> [Selected passage]
Underinsured Outnumber Uninsured Kids in the United States

Fran Lowry

August 25, 2010

August 25, 2010 — There are 11 million children in the United States with no health insurance, and an even greater number — more than 14 million — who are underinsured, leaving a huge proportion of kids in the United States with little or no access to good healthcare.

This finding, from a study funded by the Health Resources and Services Administration, is published in the August 26 issue of the New England Journal of Medicine.

"Policy discussions on children's health insurance have been devoted largely to reducing the number of uninsured children," write Michael D. Kogan, PhD, from the Health Resources and Services Administration in the US Department of Health and Human Services, Rockville, Maryland, and colleagues. "Considerably less attention has been devoted to the problem of underinsurance, or insurance that does not sufficiently meet the child's needs."

The authors write that some studies have addressed underinsurance in adults, and others have looked at coverage for children with special healthcare needs. However, more information is needed about the adequacy of health insurance for all children.

> [Referring-expression pointing data]
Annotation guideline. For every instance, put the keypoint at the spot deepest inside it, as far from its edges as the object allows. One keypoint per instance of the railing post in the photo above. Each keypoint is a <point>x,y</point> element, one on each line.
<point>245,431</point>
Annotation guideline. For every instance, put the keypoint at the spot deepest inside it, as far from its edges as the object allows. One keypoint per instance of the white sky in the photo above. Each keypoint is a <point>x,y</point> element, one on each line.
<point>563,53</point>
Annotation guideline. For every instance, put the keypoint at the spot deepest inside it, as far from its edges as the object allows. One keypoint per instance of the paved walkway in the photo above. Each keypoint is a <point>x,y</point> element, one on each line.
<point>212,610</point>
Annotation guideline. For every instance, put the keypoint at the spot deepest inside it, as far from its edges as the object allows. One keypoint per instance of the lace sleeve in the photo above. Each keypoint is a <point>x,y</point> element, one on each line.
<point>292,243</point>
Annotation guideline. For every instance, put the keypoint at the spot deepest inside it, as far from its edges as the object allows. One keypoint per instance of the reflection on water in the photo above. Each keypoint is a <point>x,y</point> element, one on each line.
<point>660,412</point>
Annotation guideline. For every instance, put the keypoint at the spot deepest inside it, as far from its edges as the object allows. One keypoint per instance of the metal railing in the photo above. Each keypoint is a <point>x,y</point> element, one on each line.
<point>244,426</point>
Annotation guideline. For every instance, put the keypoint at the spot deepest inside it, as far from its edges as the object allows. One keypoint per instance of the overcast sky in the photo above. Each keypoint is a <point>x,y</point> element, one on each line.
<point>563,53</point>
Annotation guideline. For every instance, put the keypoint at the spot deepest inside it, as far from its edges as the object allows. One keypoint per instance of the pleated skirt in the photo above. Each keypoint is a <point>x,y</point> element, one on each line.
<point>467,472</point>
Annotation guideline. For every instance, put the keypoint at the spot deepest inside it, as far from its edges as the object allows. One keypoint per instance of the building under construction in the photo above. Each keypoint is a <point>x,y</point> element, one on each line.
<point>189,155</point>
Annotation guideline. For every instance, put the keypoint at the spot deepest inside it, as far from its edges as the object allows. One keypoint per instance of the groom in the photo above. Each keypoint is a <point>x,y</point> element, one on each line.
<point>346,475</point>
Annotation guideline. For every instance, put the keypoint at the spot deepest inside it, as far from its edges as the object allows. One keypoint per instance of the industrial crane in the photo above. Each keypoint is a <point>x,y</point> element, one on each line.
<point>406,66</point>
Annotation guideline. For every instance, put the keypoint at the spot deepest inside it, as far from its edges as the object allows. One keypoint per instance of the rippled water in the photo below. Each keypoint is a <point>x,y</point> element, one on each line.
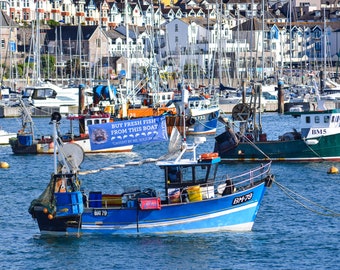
<point>286,234</point>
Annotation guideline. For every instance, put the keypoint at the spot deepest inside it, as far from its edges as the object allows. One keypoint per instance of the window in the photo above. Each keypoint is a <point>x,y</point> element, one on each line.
<point>317,119</point>
<point>326,119</point>
<point>98,42</point>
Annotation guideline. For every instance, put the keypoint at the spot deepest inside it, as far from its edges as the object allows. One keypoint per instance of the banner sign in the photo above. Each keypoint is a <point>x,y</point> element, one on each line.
<point>128,132</point>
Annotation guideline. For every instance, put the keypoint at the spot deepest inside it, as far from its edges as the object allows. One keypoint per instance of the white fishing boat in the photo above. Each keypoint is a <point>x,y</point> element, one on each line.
<point>5,136</point>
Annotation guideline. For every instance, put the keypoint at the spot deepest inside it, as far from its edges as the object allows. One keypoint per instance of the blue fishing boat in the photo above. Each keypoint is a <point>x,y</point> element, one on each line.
<point>194,200</point>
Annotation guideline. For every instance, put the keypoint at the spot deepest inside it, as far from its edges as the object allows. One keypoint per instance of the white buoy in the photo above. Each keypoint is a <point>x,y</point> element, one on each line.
<point>4,165</point>
<point>333,170</point>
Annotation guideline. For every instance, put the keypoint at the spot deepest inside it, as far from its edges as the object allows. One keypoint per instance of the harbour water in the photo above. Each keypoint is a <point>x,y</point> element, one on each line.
<point>288,234</point>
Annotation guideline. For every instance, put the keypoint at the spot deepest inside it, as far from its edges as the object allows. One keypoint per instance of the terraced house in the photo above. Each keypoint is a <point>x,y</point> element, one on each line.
<point>239,38</point>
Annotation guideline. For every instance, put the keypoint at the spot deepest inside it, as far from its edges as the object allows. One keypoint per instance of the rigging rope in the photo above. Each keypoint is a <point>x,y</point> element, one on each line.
<point>290,193</point>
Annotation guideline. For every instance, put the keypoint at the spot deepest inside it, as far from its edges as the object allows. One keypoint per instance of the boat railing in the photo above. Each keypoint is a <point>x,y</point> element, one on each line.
<point>244,180</point>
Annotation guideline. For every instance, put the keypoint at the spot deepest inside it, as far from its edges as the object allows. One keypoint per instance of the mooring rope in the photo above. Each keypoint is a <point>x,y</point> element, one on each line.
<point>290,193</point>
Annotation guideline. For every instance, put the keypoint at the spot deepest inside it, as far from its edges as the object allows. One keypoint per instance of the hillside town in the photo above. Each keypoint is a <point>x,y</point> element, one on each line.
<point>228,40</point>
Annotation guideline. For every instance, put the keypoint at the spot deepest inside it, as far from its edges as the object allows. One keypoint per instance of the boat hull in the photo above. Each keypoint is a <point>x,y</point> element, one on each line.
<point>319,149</point>
<point>235,212</point>
<point>5,137</point>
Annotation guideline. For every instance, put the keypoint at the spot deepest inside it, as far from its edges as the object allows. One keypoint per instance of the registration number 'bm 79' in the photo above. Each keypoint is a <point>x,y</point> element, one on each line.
<point>243,198</point>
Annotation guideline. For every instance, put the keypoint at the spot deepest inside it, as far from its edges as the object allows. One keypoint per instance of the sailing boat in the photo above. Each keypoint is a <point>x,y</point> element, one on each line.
<point>201,111</point>
<point>317,140</point>
<point>195,200</point>
<point>26,143</point>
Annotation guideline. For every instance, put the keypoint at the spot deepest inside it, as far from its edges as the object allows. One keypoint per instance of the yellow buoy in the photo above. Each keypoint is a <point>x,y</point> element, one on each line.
<point>4,165</point>
<point>333,170</point>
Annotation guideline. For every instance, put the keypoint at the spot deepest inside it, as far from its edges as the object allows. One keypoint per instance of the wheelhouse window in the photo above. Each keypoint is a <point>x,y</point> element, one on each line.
<point>326,119</point>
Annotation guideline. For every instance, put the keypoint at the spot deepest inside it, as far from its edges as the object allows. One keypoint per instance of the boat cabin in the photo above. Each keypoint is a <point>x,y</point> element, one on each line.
<point>86,120</point>
<point>190,181</point>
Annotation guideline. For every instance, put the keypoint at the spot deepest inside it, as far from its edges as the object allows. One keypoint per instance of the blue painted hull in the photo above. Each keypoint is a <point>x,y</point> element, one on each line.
<point>217,214</point>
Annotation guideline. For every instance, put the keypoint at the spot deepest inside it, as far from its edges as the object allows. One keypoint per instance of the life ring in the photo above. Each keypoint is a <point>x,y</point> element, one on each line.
<point>209,155</point>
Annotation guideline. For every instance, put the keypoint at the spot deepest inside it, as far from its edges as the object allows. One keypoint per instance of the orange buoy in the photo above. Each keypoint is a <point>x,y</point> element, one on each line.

> [Required work]
A - According to the article on underinsured children, how many children in the United States are underinsured?
B - Continue the article on underinsured children from its last sentence.
The entries play no part in this.

> [Outputs for the tasks]
A - More than 14 million.

B -
To shed more light on this issue, Dr. Kogan and his team used information from the 2007 National Survey of Children's Health, a nationally representative study of 91,642 children, to study the extent of underinsurance among continuously insured children. They also looked at the sociodemographic and health factors associated with underinsurance and the link between underinsurance and measures of access and quality.

The researchers assessed insurance adequacy according to parents' or guardians' judgments of whether their children's insurance covered needed health services and physicians' visits by asking the following questions:

  • Does the child's health insurance offer benefits or cover services that meet his or her needs?

  • Does the child's health insurance allow him or her to see the healthcare providers he or she needs?

  • Not including health insurance premiums or costs that are covered by insurance, do you pay any money for the child's healthcare?

If the answer to the third question was yes, a follow-up question was asked: "How often are these costs reasonable?"

If the response to these questions was "always" or "usually," the child was deemed to have adequate health insurance coverage. If the answers to all the questions were "sometimes" or "never," the child was deemed to be underinsured.

The investigators found that 19.3% (14 million) of all US children, including 22.7% of children with continuous insurance coverage, were underinsured in 2007. This was more than the 3.4 million children without any health insurance and the 7.6 million children who had insurance for part of the year only.

Children older than 6 years, children in fair or poor health, children with special healthcare needs, and Hispanic and black children were significantly more likely to be underinsured than non-Hispanic white children, the authors report.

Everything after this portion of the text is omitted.